*Natural language region descriptions*
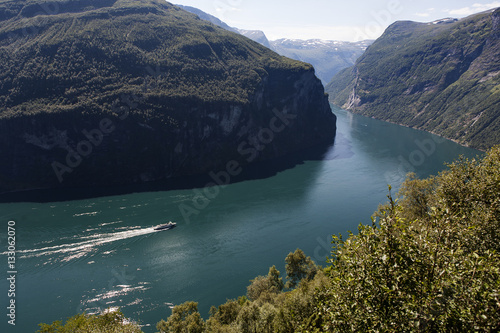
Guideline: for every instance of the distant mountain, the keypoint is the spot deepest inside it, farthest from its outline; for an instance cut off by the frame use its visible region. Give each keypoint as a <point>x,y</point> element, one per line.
<point>328,57</point>
<point>114,92</point>
<point>255,35</point>
<point>442,77</point>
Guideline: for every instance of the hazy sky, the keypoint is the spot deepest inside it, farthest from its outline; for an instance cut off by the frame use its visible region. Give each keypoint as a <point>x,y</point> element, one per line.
<point>347,20</point>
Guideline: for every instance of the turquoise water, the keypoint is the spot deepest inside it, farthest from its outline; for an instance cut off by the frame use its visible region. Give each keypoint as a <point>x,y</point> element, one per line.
<point>95,253</point>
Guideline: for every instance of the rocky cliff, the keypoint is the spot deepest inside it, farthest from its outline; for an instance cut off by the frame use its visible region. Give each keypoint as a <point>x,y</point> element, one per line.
<point>441,77</point>
<point>98,93</point>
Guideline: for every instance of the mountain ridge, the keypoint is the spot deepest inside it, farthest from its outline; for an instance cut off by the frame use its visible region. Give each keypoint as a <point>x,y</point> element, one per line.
<point>440,76</point>
<point>327,56</point>
<point>118,92</point>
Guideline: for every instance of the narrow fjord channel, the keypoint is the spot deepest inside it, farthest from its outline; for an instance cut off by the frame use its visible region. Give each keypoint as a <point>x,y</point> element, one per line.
<point>95,253</point>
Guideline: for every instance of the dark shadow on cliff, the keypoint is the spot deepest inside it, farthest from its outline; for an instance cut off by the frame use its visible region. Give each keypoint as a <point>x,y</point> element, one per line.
<point>253,171</point>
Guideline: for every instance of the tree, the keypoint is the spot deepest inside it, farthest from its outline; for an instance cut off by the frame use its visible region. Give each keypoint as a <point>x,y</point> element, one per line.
<point>265,285</point>
<point>299,267</point>
<point>107,322</point>
<point>185,318</point>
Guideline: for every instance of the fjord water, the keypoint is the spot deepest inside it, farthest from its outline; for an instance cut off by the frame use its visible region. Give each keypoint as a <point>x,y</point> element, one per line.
<point>103,252</point>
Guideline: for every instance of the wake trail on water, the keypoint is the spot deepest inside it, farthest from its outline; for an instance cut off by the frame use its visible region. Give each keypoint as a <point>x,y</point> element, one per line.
<point>80,249</point>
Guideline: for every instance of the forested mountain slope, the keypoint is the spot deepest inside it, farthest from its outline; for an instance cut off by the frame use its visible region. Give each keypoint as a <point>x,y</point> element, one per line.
<point>105,92</point>
<point>441,77</point>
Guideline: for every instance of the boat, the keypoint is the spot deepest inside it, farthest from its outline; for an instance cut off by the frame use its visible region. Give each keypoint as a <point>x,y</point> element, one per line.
<point>167,226</point>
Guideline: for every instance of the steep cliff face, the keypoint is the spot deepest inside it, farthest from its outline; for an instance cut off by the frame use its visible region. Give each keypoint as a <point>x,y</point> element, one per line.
<point>97,93</point>
<point>441,77</point>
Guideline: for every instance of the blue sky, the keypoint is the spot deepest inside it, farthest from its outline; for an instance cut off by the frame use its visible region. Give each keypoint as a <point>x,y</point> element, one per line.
<point>347,20</point>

*TASK TO CARRY OUT*
The answer must be an exact reproduction of the records, with every picture left out.

*WRITTEN REPLY*
Guideline: for every instance of the distant mountain, the keypoint is the spot deepest inside it, farthest from its outline; for an instance cut off by the frame use its visible region. Give each keypoint as a <point>x,y</point> element, one per line.
<point>328,57</point>
<point>114,92</point>
<point>255,35</point>
<point>442,77</point>
Guideline: for every instance of the hazy sky, the keypoint is the spot deepest inside it, farthest from its outline; for an instance cut off by the frame use its visible region. Give each keypoint as a <point>x,y</point> element, one per line.
<point>347,20</point>
Guideline: for every instance of the turquoise water, the keypoint is the spot deepest inside it, farthest from its outline; for an instance cut off by the frame use its visible region. Give each keypoint as a <point>x,y</point> element, one per line.
<point>95,253</point>
Guideline: for every instance of the rocky cliff, the keypoint is the spot deepest inside it, farthest from its outline; for an instance cut off by the frame use its visible region. Give each keypoint as a <point>x,y</point> element, one per line.
<point>441,77</point>
<point>98,93</point>
Guideline: for every instance of the mountain ridge, the keypoint is the spot deepest inside it, farthest from its outline; for an instance cut off by the frame use its visible region. Give each keypoint as a <point>x,y</point> element, one per line.
<point>440,76</point>
<point>327,56</point>
<point>118,92</point>
Guideline: for every instance of the narrow fjord channel, the keypoint is the spot deepest inside it, farthest from its outline; for an instance cut off by the frame use its visible region. Give each keypoint as a <point>x,y</point> element, one per line.
<point>95,253</point>
Guideline: for every instance of the dark shadow on cliff, the keypoint is the spot deepest inside it, farthest from its outline; for an instance cut off by the frame use its visible region. Give each keypoint as a <point>x,y</point> element, one per line.
<point>253,171</point>
Guideline: for every instance of the tree, the keypoint is the spot deepest inside it, farthest from its outline; for an instance cut off by the frame use its visible region. Give each keypoint as a <point>x,y</point> element, one per line.
<point>265,285</point>
<point>299,267</point>
<point>107,322</point>
<point>185,318</point>
Guideline: for every instance of the fjord water, the keypoint is the spot deepest inside it, farthest from its outline; for an instance cut off by the frame use its visible region. Give each keypoint as a <point>x,y</point> element, one per line.
<point>103,252</point>
Guideline: for every instance of the wake trail on water, the keypoint is the spot deepest inside it, farthest from its outline; for an instance cut off by the frame use its visible region. Give each keypoint as a <point>x,y</point> element, one per line.
<point>80,249</point>
Guideline: for every instance of the forested mountain slope, the keypoint is the spot deepest inside it, farthest from its outline; for an instance cut off by the frame use its visible region. Give each keypoint as a <point>x,y</point> element, one per line.
<point>105,92</point>
<point>441,77</point>
Guideline: for every instance of the boat, the keypoint is the spot deepest inside it, farthest from its outline; for an instance cut off by the frame use its visible region. Give each keypoint as a <point>x,y</point> element, one per line.
<point>167,226</point>
Guideline: for every instance of the steep cliff face, the keypoint is the spot deepest inside it, farthest from its outline; for an instance cut off by the frame use its visible region. Give each keypoint as a <point>x,y</point> element, one per line.
<point>97,93</point>
<point>441,77</point>
Guideline: for every instance of the blue sky, the keypoint is the spot deepest inside it, farthest from its outline; for an instance cut off by the frame use its visible region. Give each keypoint as a <point>x,y</point> element, one per line.
<point>347,20</point>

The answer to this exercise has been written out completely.